→ **WHAT YOU ARE ASKED TO DO**
List every line of the listing below that contains the string "face".

start DATA SHOWN

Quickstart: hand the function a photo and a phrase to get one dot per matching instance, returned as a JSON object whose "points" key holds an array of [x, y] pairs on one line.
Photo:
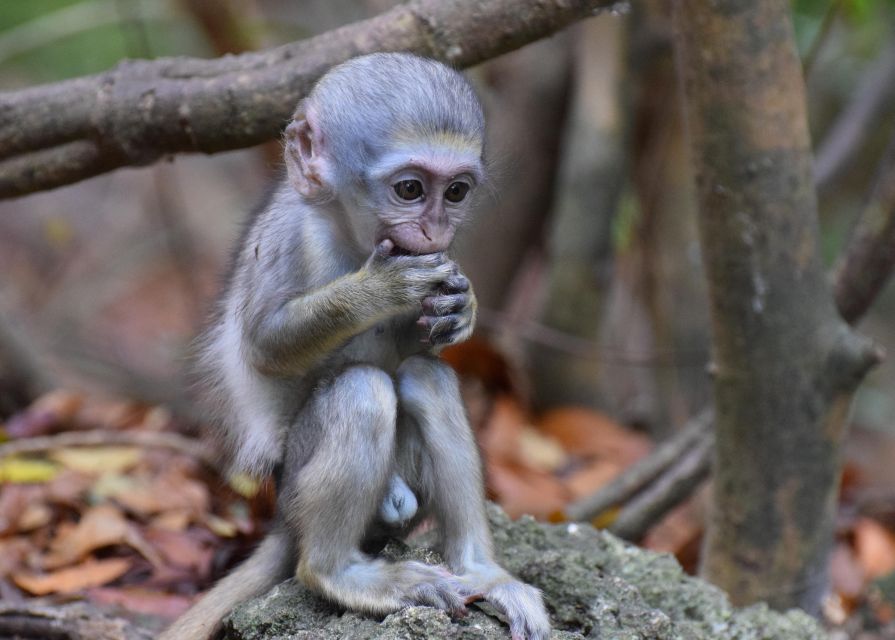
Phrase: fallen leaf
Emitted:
{"points": [[244, 484], [588, 433], [142, 601], [220, 526], [172, 491], [182, 549], [50, 413], [846, 574], [540, 451], [27, 470], [591, 476], [14, 500], [34, 516], [101, 526], [477, 358], [69, 488], [175, 520], [499, 438], [97, 460], [13, 554], [874, 547], [91, 573], [522, 490]]}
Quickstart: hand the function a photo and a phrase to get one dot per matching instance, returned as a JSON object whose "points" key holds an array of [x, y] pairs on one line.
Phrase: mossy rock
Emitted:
{"points": [[595, 586]]}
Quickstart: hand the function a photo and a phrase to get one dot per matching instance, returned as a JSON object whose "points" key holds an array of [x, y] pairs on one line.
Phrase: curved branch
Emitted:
{"points": [[868, 260], [142, 110]]}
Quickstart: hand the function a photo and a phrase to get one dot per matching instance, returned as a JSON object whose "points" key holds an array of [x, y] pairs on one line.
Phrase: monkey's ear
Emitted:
{"points": [[304, 160]]}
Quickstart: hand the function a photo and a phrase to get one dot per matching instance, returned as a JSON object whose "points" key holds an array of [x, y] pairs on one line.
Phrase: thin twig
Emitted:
{"points": [[641, 474], [671, 488], [103, 437], [143, 110], [820, 39], [867, 261], [857, 120]]}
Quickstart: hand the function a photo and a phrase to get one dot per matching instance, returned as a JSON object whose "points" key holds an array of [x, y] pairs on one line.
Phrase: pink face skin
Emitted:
{"points": [[428, 195]]}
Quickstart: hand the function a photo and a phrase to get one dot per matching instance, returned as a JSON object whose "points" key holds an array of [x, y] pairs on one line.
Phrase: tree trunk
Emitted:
{"points": [[786, 364]]}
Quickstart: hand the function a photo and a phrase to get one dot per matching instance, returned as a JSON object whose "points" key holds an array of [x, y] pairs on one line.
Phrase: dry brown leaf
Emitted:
{"points": [[171, 491], [522, 490], [182, 549], [13, 553], [874, 547], [91, 573], [69, 488], [96, 460], [587, 433], [476, 358], [34, 516], [174, 520], [540, 451], [592, 476], [499, 438], [680, 533], [50, 413], [14, 499], [141, 600], [846, 574], [100, 526]]}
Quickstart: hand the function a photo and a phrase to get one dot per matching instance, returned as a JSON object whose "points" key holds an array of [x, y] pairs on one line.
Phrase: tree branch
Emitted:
{"points": [[869, 257], [143, 110], [645, 473]]}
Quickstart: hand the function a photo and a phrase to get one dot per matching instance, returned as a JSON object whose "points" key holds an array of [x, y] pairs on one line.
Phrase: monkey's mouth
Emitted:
{"points": [[398, 250]]}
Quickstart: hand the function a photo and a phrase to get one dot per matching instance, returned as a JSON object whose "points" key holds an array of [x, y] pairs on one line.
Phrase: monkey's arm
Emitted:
{"points": [[289, 338]]}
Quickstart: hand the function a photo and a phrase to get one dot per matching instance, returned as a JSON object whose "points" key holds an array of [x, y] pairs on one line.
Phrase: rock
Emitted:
{"points": [[595, 586]]}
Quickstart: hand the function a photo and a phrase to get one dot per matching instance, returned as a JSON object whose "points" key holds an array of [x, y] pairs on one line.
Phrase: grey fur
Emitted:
{"points": [[323, 356]]}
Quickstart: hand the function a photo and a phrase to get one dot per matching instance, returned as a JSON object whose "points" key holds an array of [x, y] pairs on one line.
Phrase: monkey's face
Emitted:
{"points": [[423, 193]]}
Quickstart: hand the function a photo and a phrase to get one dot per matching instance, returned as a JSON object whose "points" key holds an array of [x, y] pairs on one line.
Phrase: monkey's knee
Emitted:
{"points": [[423, 378], [365, 396]]}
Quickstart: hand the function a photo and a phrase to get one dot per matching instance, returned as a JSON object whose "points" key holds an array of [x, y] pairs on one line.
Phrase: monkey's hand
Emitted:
{"points": [[449, 315], [405, 280]]}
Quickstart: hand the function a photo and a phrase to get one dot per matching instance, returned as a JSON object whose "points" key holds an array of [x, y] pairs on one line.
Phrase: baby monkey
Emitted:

end DATA SHOWN

→ **WRITTEN SOLUTION**
Phrase: pink face skin
Phrase: monkey's face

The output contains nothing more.